# Aim
Tally the lines of the data below that contain the string "evergreen", and give only the number.

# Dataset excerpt
□ □ □ □ □ □ □
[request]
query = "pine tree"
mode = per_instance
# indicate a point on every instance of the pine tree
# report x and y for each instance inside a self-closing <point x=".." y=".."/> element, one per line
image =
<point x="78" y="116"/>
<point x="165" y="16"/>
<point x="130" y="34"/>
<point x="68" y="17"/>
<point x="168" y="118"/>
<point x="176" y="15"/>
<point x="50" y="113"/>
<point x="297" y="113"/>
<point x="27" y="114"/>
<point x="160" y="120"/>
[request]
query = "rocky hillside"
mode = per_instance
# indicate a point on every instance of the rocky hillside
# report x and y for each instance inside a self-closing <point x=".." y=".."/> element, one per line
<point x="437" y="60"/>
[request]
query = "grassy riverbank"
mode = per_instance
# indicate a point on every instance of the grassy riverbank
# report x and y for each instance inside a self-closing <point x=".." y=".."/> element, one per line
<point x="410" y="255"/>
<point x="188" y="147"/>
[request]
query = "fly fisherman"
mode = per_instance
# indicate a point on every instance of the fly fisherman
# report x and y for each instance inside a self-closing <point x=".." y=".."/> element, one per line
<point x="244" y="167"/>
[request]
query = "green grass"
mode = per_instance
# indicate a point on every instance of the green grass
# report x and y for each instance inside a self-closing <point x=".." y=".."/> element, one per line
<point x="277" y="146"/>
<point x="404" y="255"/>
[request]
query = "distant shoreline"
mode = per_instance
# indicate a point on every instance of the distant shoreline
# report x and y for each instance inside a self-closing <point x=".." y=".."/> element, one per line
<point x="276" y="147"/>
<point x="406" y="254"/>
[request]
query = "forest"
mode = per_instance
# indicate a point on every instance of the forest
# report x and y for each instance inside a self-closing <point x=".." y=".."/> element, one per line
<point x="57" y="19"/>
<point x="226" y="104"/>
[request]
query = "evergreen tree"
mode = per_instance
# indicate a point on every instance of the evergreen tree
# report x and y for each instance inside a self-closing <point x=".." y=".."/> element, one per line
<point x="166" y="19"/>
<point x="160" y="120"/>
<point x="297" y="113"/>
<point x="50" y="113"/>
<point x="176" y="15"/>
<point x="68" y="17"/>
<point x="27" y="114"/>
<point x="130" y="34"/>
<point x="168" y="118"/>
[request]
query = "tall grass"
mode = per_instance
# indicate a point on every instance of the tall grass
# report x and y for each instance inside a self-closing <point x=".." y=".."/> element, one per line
□ □ □ □ □ □ □
# Full response
2